Exactly as given, write out the lines from the one containing "One point marks each instance of the concrete" through the end of the listing, with both ends included and nothing else.

══════════

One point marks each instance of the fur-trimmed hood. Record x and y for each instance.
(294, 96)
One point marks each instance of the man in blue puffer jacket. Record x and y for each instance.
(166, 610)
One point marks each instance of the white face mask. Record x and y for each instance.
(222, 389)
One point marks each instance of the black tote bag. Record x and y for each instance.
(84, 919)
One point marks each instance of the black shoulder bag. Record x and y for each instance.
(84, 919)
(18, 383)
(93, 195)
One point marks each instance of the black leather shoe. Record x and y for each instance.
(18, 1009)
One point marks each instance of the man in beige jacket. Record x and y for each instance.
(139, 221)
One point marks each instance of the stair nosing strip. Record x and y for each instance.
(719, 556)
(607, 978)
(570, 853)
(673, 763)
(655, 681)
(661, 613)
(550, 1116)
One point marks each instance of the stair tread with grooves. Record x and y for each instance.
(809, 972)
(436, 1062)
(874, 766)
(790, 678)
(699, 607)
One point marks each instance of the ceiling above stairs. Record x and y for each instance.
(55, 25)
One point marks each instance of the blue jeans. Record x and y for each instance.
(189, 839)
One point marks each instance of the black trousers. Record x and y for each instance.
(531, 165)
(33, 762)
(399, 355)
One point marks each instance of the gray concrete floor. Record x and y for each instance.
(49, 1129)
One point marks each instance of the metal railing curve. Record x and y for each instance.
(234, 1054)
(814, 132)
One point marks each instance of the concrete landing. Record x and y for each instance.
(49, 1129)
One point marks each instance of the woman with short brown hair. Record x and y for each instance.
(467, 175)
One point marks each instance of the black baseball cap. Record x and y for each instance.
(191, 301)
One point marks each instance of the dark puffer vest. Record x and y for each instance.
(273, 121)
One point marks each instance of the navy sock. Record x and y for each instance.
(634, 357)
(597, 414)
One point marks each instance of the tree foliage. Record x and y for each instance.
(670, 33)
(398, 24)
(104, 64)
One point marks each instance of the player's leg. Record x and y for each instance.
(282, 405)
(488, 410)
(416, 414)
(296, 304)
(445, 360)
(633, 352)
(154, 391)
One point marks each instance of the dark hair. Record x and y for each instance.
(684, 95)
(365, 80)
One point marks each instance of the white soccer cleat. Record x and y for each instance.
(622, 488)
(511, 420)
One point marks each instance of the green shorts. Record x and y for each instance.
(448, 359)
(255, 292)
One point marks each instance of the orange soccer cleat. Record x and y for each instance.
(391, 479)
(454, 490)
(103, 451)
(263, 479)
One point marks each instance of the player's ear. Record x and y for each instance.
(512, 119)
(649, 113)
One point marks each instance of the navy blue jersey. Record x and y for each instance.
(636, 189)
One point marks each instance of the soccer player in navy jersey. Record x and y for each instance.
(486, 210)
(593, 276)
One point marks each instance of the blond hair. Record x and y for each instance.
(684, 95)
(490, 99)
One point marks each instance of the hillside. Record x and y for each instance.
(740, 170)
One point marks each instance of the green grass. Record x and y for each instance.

══════════

■ ANSWER TO THIS EXERCISE:
One point marks each instance of the concrete landing. Record x and y for each instance.
(49, 1129)
One point marks each instance of the woman with short brown hair. Record x and y for each instance.
(467, 175)
One point marks each instance of the black baseball cap. Record x and y for each instance.
(191, 301)
One point marks each instance of the dark puffer vest. Record x and y for each instance.
(273, 121)
One point marks each instance of the navy sock. Record x and y for each instance.
(634, 357)
(597, 414)
One point marks each instance of the tree foliage. Record x and y for each instance.
(670, 33)
(398, 24)
(104, 64)
One point marks each instance of the player's leg. Record x and y for each instance.
(282, 405)
(488, 410)
(416, 414)
(296, 304)
(445, 360)
(633, 352)
(154, 391)
One point marks each instance of the dark hair. Record x and y for each instance.
(684, 95)
(365, 80)
One point marks each instance of the white soccer cleat. Record x and y for each instance.
(622, 488)
(511, 420)
One point marks each instance of the green shorts. Record x and y for each instance.
(448, 359)
(255, 292)
One point marks each instance of the orange soccer cleat. Record x and y for each instance.
(391, 479)
(454, 490)
(103, 451)
(263, 479)
One point marks each instance of the player's ear. Record x and y for each instance.
(512, 119)
(649, 113)
One point marks each instance of the navy blue jersey. Record x and y for each instance.
(636, 189)
One point marks each instance of the soccer player in navy jersey. Record x and y for each instance.
(486, 210)
(593, 276)
One point marks each instance of the blond hair. Record x and y for each instance.
(684, 95)
(490, 99)
One point marks each instance of the hillside. Record x and y for each instance.
(740, 170)
One point marks each instance of the green grass. Record x and y for each instance.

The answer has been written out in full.